(Coordinate labeling data)
== == ==

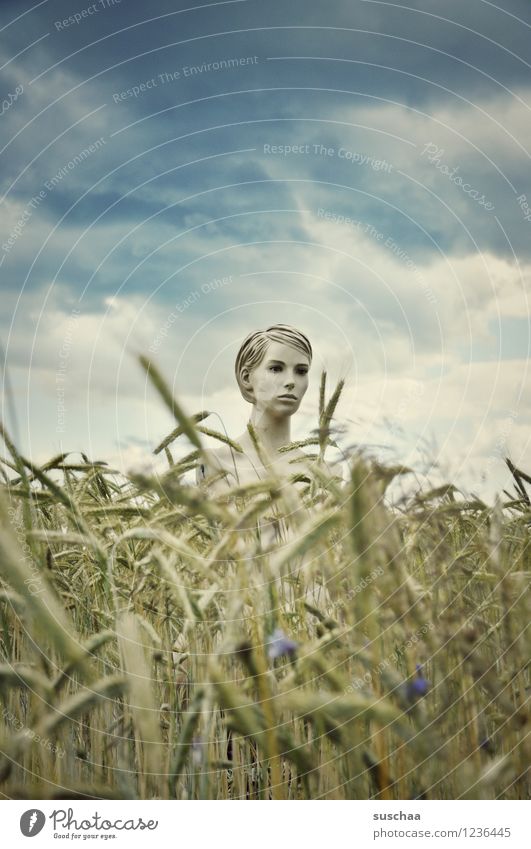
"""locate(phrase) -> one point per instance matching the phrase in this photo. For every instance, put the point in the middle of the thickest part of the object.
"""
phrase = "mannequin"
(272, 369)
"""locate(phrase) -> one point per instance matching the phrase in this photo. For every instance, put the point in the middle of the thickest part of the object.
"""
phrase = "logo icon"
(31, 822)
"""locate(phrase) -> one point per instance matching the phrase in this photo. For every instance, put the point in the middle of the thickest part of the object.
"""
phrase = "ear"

== == ==

**Directions for this task**
Rewrite the data above with every "photo" changed to "image" and everything else left as it is. Omit the pictures from your version.

**Solution to the exercise**
"""locate(phrase) -> one point per instance matching the phrase in this image. For every instance, put the point in the middle of the thickest part of the object.
"""
phrase = "mannequin"
(272, 369)
"""locate(phrase) -> one point per instance matching the phrase in this image. For every instance, put the point in the middle of the thickest part of the object.
"""
phrase = "logo icon"
(31, 822)
"""locate(phrase) -> one point per instance matching the phrase in this image. For every instance, put the point in the middle of the thickest part of the object.
"""
phrase = "ear"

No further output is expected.